### DIRECTIONS
Every line of the entries below that includes "hand" belongs in the answer, copied as written.

### THE RECORDS
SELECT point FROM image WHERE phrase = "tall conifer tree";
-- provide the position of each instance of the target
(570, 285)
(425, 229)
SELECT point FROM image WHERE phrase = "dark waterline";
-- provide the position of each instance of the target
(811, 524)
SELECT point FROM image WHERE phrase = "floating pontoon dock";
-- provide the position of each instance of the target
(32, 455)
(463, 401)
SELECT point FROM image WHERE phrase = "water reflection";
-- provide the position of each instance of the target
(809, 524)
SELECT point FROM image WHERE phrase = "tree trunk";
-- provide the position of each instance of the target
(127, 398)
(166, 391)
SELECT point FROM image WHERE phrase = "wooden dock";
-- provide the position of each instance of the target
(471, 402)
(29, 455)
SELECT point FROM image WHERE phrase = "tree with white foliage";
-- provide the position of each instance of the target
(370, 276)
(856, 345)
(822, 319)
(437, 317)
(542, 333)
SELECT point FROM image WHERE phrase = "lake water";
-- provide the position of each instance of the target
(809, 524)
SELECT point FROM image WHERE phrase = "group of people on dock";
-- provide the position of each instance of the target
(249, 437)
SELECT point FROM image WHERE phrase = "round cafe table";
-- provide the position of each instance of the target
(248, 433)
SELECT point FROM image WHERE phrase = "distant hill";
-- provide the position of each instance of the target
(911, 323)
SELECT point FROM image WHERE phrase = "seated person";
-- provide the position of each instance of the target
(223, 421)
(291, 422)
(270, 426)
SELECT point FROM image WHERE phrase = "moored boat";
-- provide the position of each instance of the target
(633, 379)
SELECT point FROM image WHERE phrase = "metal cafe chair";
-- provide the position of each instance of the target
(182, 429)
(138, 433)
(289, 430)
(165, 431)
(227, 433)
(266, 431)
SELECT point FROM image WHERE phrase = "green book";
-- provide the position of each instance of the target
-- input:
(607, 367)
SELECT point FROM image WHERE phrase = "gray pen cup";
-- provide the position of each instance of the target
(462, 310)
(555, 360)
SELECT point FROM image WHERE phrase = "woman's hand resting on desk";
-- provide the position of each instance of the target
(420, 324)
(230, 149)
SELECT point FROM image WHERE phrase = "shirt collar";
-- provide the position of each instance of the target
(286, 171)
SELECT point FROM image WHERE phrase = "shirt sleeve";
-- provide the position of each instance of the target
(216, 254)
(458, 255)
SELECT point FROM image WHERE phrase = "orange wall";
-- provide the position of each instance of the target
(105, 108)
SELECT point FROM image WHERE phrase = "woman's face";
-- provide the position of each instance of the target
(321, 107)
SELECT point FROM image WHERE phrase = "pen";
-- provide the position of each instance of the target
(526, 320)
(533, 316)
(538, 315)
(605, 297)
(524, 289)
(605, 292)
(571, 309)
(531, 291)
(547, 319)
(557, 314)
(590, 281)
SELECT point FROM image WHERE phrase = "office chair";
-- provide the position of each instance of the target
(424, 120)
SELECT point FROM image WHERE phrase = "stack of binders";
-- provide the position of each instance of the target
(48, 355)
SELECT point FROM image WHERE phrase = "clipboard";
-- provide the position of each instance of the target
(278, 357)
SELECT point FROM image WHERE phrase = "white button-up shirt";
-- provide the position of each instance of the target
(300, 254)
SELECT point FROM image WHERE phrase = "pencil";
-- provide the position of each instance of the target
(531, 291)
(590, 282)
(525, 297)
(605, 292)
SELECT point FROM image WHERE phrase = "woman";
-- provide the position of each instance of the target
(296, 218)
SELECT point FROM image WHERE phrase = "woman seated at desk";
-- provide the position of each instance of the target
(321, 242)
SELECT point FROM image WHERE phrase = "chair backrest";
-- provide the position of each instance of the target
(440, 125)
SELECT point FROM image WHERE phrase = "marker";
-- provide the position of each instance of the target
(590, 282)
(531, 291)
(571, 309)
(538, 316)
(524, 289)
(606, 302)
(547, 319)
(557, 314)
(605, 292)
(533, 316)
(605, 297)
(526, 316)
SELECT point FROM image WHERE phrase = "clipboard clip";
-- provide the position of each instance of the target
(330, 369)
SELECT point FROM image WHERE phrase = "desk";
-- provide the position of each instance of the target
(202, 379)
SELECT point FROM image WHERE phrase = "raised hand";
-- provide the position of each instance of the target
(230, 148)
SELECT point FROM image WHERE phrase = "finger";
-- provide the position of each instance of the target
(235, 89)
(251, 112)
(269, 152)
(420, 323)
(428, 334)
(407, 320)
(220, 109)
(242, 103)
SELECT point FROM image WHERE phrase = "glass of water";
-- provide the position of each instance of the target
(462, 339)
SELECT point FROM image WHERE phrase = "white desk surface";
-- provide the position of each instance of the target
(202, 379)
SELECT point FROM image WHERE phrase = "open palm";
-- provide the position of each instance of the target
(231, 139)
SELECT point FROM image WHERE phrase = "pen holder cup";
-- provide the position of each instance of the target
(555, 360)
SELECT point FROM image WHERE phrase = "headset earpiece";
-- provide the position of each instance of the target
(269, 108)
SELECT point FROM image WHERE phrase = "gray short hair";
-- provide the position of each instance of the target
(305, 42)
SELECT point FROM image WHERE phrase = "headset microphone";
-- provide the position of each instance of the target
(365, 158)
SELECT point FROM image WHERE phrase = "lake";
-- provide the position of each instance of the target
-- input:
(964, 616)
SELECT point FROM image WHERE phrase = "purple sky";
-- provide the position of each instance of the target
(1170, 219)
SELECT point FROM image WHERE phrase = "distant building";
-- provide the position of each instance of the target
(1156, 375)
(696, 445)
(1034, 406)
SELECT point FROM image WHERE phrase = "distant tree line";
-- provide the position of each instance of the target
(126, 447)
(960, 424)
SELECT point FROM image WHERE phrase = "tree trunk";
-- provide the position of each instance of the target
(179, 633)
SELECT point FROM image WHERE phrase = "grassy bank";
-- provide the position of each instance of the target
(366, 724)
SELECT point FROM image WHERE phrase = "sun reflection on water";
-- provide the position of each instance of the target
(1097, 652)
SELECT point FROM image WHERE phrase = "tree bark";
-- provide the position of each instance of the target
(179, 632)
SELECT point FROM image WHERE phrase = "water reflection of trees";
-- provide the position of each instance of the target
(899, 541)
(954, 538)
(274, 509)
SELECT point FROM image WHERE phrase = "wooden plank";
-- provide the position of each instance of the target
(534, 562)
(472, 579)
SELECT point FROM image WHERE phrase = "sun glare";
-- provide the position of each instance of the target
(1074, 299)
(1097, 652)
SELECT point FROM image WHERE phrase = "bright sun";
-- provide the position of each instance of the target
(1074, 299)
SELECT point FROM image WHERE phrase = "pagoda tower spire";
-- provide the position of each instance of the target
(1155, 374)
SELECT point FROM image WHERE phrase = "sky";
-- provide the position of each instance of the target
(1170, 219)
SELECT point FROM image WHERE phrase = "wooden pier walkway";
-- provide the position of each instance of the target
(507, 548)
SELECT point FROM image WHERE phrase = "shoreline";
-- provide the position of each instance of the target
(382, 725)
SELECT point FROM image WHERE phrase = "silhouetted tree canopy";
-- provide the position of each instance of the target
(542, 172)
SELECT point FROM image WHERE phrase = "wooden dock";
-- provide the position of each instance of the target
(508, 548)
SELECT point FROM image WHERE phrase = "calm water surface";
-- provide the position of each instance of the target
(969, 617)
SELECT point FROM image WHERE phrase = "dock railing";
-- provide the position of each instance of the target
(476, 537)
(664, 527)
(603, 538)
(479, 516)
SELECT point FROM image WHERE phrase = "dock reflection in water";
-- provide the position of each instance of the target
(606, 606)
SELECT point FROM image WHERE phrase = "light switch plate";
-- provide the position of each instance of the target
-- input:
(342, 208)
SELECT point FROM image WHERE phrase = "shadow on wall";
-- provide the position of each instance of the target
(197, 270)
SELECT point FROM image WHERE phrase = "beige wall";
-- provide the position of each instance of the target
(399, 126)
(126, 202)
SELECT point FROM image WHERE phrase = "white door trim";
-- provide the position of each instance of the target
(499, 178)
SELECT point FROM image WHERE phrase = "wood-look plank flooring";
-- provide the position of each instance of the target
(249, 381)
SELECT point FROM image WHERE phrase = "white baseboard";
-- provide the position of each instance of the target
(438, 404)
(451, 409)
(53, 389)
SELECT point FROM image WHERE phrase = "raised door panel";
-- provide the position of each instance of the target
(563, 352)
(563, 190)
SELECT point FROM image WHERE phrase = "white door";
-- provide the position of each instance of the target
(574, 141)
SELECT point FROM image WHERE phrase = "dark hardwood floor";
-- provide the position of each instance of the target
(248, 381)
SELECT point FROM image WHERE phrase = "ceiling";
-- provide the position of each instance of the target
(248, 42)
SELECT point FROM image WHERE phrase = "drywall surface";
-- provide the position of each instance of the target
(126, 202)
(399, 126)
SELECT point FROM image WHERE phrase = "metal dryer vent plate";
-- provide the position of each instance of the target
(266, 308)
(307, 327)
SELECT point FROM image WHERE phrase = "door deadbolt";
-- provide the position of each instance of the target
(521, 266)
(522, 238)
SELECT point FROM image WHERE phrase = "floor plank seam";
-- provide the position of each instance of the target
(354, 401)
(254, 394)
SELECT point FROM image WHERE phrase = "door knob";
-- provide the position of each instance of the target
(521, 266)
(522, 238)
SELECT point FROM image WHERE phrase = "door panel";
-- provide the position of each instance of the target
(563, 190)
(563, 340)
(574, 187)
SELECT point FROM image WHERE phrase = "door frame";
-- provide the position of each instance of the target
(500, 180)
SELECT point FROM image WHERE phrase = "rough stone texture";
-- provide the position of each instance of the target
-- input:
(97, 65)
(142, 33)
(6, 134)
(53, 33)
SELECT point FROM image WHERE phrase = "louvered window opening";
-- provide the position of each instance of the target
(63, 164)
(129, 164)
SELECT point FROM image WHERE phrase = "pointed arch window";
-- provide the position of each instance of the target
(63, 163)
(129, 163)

### ANSWER TO THE EXERCISE
SELECT point FROM image WHERE phrase = "woman's hand resting on desk";
SELECT point FROM image WHERE phrase = "raised hand";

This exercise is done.